Exercise instructions →
Determine how many lines in the records below contain the word "body". Reply with the number only.

┏━━

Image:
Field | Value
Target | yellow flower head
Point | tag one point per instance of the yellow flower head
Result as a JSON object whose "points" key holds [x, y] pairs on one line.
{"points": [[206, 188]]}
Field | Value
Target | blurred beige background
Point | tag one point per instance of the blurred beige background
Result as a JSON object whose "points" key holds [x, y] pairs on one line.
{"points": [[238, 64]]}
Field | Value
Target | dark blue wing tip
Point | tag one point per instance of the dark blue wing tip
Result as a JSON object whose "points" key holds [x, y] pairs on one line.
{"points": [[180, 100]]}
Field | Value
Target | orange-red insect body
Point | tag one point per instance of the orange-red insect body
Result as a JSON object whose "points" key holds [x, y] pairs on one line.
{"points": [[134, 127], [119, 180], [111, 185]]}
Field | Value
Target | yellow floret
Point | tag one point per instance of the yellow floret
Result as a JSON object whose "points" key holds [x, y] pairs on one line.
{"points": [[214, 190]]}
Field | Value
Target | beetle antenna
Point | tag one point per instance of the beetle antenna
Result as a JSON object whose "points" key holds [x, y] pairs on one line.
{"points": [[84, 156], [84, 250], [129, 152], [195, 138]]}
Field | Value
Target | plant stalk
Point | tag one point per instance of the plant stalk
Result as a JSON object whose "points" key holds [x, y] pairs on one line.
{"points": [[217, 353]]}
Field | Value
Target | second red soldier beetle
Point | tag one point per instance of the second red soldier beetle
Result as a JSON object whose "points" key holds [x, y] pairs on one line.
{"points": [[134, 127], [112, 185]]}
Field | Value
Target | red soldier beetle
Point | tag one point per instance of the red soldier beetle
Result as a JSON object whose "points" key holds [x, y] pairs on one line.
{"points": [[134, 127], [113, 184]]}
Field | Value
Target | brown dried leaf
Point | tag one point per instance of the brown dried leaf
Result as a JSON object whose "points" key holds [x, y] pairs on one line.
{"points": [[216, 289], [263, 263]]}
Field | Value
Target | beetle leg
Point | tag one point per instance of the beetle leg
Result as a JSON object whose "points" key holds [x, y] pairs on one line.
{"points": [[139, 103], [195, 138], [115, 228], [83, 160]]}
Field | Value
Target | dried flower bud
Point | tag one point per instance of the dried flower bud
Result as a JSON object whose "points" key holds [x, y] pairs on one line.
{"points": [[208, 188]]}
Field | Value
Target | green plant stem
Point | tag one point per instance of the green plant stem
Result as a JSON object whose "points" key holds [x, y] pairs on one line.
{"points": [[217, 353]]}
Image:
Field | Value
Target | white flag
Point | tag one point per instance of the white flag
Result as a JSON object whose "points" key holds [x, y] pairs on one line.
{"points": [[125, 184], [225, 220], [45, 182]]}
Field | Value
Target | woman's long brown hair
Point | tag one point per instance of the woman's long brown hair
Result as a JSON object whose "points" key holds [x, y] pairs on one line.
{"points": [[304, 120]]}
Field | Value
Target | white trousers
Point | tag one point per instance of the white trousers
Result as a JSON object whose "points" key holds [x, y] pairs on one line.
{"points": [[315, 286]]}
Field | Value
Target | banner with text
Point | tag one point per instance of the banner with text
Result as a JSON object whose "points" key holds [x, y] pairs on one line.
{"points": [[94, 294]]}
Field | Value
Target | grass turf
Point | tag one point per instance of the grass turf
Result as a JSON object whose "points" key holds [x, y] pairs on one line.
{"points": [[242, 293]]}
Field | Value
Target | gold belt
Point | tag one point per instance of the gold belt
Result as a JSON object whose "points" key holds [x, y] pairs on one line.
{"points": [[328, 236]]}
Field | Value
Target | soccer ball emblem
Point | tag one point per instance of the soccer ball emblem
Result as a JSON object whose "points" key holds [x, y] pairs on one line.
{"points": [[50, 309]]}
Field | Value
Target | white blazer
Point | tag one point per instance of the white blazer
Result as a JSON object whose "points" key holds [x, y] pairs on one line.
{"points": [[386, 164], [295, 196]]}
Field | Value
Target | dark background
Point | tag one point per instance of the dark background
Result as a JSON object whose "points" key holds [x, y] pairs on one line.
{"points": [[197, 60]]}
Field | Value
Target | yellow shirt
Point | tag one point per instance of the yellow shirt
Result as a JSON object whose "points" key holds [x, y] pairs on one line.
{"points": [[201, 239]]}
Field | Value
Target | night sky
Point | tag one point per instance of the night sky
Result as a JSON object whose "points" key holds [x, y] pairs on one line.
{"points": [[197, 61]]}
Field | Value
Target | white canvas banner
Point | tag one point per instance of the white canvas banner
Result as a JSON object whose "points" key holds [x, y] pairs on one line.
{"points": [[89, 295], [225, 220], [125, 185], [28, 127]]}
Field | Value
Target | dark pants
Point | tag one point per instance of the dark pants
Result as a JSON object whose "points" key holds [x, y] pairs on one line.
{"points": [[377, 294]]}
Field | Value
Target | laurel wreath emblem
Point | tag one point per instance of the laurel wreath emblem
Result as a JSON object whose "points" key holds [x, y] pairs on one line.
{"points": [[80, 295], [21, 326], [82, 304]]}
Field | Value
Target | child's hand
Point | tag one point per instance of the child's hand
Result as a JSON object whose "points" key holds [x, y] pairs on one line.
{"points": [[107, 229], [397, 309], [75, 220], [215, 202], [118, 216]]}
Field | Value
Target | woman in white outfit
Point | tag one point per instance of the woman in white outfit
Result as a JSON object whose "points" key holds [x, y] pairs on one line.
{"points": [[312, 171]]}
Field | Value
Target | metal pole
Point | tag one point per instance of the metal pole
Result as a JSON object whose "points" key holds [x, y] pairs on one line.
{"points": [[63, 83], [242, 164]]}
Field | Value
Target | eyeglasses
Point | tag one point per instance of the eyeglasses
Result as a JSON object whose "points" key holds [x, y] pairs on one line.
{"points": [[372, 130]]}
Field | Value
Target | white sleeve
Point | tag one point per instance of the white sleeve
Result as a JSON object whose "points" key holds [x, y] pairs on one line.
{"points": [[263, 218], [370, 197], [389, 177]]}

┗━━

Solution for this problem →
2